WHAT YOU HAVE TO DO -
Could you print every line from the first one of the records below through the line containing "# holes follow the even-odd rule", with both included and nothing else?

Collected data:
[Start of Attachment]

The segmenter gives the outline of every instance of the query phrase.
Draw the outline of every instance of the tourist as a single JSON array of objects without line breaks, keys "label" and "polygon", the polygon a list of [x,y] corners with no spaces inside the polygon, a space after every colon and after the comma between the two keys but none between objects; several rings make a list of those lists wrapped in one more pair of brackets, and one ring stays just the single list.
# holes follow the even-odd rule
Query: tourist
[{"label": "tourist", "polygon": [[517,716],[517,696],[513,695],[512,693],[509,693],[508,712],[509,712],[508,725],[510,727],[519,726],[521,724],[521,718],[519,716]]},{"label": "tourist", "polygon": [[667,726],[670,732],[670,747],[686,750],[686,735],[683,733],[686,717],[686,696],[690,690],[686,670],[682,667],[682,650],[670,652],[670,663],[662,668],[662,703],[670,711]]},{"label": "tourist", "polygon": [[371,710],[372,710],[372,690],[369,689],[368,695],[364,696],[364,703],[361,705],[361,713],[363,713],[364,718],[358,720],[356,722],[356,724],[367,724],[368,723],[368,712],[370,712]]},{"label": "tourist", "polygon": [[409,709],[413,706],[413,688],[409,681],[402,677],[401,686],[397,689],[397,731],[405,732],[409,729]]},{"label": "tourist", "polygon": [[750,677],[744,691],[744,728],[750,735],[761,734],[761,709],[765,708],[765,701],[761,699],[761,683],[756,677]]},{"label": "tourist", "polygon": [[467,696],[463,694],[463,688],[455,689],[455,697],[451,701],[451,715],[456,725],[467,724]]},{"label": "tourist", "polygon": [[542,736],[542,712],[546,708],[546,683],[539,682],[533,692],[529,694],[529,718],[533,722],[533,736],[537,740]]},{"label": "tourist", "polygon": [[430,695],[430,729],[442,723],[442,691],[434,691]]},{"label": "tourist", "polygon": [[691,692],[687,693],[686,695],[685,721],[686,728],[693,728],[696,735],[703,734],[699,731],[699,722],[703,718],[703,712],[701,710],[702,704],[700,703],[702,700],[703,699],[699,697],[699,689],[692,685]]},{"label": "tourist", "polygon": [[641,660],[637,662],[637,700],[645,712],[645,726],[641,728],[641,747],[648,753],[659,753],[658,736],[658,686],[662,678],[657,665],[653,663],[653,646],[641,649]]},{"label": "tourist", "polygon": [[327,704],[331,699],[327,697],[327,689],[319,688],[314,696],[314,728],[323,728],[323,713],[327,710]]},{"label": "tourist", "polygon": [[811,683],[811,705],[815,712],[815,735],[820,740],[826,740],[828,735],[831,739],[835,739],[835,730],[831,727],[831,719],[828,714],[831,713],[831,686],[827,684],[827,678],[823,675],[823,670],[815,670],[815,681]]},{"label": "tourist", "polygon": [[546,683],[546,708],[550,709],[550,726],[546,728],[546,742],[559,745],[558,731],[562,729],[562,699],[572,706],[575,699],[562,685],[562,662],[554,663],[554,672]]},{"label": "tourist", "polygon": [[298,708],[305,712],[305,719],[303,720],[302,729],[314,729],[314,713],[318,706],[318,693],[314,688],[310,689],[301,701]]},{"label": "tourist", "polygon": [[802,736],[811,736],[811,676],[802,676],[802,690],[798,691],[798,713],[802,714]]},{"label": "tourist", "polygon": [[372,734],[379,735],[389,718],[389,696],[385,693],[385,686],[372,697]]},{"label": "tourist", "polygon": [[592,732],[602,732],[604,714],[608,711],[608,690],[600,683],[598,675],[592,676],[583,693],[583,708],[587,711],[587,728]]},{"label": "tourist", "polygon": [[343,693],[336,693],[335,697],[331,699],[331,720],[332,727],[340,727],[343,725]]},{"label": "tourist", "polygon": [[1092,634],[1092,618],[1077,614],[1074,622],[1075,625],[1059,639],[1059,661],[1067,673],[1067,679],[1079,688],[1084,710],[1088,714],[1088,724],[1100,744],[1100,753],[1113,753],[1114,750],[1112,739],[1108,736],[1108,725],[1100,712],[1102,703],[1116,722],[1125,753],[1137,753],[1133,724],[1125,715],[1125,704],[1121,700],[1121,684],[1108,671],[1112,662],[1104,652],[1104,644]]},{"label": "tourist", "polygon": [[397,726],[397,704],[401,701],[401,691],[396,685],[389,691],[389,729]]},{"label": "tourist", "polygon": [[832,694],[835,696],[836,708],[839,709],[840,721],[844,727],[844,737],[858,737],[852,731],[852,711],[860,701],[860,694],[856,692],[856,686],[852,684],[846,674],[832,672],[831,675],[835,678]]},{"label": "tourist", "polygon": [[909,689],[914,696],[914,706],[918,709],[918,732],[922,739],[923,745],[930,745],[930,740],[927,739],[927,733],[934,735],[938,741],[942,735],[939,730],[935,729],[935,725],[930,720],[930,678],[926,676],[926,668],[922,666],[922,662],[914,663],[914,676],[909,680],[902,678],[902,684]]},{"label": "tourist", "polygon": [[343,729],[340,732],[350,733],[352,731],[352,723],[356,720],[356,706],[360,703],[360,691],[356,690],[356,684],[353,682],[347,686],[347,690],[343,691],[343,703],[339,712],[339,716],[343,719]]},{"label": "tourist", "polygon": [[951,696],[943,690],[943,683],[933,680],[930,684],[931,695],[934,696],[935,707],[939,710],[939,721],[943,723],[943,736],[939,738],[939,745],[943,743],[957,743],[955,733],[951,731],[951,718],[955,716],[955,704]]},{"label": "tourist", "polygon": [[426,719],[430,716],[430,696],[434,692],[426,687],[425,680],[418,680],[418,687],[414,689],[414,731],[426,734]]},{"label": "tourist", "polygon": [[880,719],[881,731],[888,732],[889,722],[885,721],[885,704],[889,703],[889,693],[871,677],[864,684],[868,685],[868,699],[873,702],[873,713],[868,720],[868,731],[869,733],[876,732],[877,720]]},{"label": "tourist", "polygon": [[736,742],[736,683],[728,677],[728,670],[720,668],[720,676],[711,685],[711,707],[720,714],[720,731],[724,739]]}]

[End of Attachment]

EXPECTED OUTPUT -
The segmenter gives the outline of every instance of the query phrase.
Draw the outline of every instance of the tourist as a single JSON array of objects without line breaks, keys "label" and "polygon", the polygon a list of [x,y] corners with no spaces inside the polygon, a space after every colon and after the comma between the two keys but none between objects; several rings make a list of those lists wrapped in one more pair of brackets, and one ring stays just the single list.
# holes follow the even-odd rule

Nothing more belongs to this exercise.